The pictures do not belong in the copy. Restate all of the records word for word.

RECORDS SHOWN:
========================================
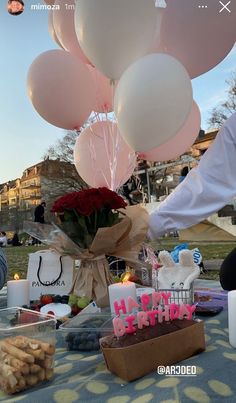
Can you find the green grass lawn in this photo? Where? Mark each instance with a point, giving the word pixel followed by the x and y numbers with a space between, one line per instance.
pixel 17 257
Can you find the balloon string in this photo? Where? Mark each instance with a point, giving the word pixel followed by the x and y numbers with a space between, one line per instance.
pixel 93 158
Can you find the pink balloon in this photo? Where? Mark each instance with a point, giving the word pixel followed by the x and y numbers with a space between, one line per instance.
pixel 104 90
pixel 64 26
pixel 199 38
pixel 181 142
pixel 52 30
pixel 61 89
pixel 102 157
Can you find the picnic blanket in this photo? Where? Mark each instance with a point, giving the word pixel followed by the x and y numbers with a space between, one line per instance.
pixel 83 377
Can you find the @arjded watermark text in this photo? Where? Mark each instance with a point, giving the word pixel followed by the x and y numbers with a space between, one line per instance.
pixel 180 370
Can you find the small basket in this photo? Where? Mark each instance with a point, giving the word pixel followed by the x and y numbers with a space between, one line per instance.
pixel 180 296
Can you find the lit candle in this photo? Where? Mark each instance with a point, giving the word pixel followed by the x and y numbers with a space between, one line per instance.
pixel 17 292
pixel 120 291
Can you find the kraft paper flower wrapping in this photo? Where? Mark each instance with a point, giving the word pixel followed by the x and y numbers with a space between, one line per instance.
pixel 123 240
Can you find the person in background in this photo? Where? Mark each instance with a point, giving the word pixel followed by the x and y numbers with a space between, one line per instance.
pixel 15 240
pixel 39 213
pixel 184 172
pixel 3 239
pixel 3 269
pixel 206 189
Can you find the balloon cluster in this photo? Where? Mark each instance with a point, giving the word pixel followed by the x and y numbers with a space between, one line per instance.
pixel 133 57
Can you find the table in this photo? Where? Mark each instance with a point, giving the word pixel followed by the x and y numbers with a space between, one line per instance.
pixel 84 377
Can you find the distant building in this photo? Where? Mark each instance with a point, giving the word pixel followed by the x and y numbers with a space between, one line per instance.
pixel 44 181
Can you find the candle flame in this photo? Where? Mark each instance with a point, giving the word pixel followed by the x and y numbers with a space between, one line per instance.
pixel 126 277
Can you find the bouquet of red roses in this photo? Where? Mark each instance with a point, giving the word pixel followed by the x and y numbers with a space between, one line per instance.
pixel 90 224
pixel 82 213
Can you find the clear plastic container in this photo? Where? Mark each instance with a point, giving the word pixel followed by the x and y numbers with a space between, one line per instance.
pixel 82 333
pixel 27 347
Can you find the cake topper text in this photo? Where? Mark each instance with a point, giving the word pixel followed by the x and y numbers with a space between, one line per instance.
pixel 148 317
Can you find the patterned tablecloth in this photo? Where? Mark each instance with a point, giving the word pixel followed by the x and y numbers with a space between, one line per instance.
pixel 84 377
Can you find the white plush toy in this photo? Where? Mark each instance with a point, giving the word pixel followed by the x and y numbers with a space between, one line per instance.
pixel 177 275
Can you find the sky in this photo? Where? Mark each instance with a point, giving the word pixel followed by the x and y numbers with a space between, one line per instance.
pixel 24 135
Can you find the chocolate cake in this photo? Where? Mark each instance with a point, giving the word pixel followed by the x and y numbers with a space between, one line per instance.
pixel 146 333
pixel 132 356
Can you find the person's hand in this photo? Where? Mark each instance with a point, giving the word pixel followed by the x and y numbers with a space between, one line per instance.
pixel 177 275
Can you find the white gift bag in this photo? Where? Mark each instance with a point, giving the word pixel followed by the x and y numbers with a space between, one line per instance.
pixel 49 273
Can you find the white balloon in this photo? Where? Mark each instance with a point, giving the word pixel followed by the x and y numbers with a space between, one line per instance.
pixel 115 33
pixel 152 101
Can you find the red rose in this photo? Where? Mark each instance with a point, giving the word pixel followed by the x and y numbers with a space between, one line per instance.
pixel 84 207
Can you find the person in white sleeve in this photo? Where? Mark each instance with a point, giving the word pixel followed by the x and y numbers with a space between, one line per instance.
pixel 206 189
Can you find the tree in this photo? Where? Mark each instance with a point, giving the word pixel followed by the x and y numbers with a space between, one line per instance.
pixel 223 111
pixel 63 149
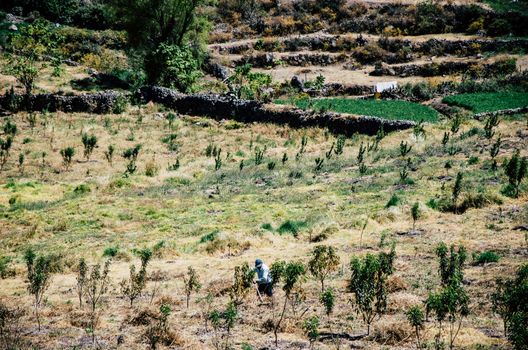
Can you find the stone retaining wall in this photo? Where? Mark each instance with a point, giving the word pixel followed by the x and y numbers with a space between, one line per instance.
========================================
REPLY TO THE EXERCISE:
Can you find the green grass lawn in this photo? Where? Mark each instance with a point, giving the word pixel followed by the x and y numbers with a space between, one line per instance.
pixel 17 257
Can you find the balloon string in this photo? Where? Mark each instance with a point, giving the word pixel followed by the x and y numbers with a space between, one line per instance.
pixel 93 158
Can you find the pink balloon in this photo? Where? Mark each instance with a point, giving the word pixel followed by the x and y numbers with a space between, one line per instance.
pixel 104 90
pixel 64 26
pixel 199 38
pixel 181 142
pixel 52 30
pixel 61 89
pixel 102 157
Can you find the picnic blanket in this photo? Where? Mark each instance with a point, giving the word pixel followed by the x and y numbers with a space between, one line per instance.
pixel 83 377
Can you find the @arjded watermark text in this photo? Where? Mark each instance with a point, giving the word pixel followed by the x and y numbers with a space between, one line per instance.
pixel 180 370
Can you find the small basket in this photo? Where? Mark each instance with a point, giving the word pixel followed by the x and y numbers with a space between, one line per instance.
pixel 180 296
Can you find the lit candle in this photo? Where? Mark each instance with a point, giving the word pixel followed by the x and y numbers with a space between, one line per instance.
pixel 17 292
pixel 120 291
Can you find the kraft paper flower wrapping in this photo? Where? Mark each instance with a point, giving the word pixel followed by the x and y numbers with a space between, one line per instance.
pixel 123 240
Can you find the person in background in this photo? Where? Mark each instance with a point, giving the word pixel followed by the x and y numbers with a space between, one line per instance.
pixel 15 240
pixel 39 213
pixel 184 172
pixel 3 239
pixel 3 269
pixel 206 189
Can you find the balloon cluster in this photo? Where? Mark each instance with a point, giving the word pixel followed by the x and y numbers with a space between, one line per instance.
pixel 133 57
Can you find the table in this photo? Where? Mark each instance with a point, giving the word pixel followed by the x and y numbers with a space between, one line per instance.
pixel 84 377
Can you find the distant building in this photo? Where? Mark each instance with a point, giving the word pixel followed by the x and y numbers with a space between, one line per instance.
pixel 44 181
Can you find the candle flame in this photo? Where? Mark each instance with a point, giving the word pixel followed by the x and y numbers with a space between, one line per instance.
pixel 126 277
Can you find the bouquet of red roses in this photo? Where? Mark each instance with a point, giving the word pixel followed by the x and y numbers with a space between, one line per instance.
pixel 90 224
pixel 82 213
Can you find the clear plastic container in this photo? Where? Mark each instance with a point, giving the word pixel followed by the x and y numbers with a space between, one line per instance.
pixel 82 333
pixel 27 347
Can you find the cake topper text in this photo? Where? Mark each instance with a point, giving the word pixel followed by the x and y numbers with a space between, one line per instance.
pixel 148 317
Can you find the patterned tablecloth in this photo? Where? Mark each instance with a point, giving the word pixel followed by the x and y numbers with a space between, one line per instance.
pixel 84 377
Can you find the white plush toy in this photo? Where? Mark each instance with a point, giving the word pixel followed by the x and y numbers with a space between, one line per instance.
pixel 177 275
Can you find the sky in this photo? Where? Mark each instance with a point, giving the word pixel followed by the x and y numbers with a space between, one line per instance.
pixel 24 135
Can you find the chocolate cake in this photo? Where? Mark each instance with a point, giving the word pixel followed by the x and y numbers with a space between, one line per instance.
pixel 146 333
pixel 132 356
Can you find the person's hand in this photo? Where? Mark each instance with a point, giving the word pixel followed by the x and y numbers with a space between, one line per instance.
pixel 177 275
Can you find the white gift bag in this photo? Where? Mark each instance with a point, giving the word pixel followed by the x and y numbers with a space between, one line per instance.
pixel 49 273
Can you find the white balloon in this photo? Where? Mark each instance with a point, giving the word pixel followed by the x and y numbers with a space between, one line per instance.
pixel 115 33
pixel 152 101
Can you find the red rose in this photo? Where? Mark each instance with a point, giving the word pixel followed by the x and y numbers with a space between, one line per instance.
pixel 84 207
Can you find the person in white sleeve in this photo? Where? Mark each instance with a point, giving the word pixel followed by the x and y numbers with a space between, one line per instance.
pixel 206 189
Can you find the tree in this photo? Where? Mark each instance with a point, giving the word pixel followed by the x and y numbers with a space between, one line per instance.
pixel 223 111
pixel 63 149
Can you find the stone retaining wall in this photo? Where? Mark each instance with a point, giving the word pixel followed by the x and y numbers with a space between, one line per instance.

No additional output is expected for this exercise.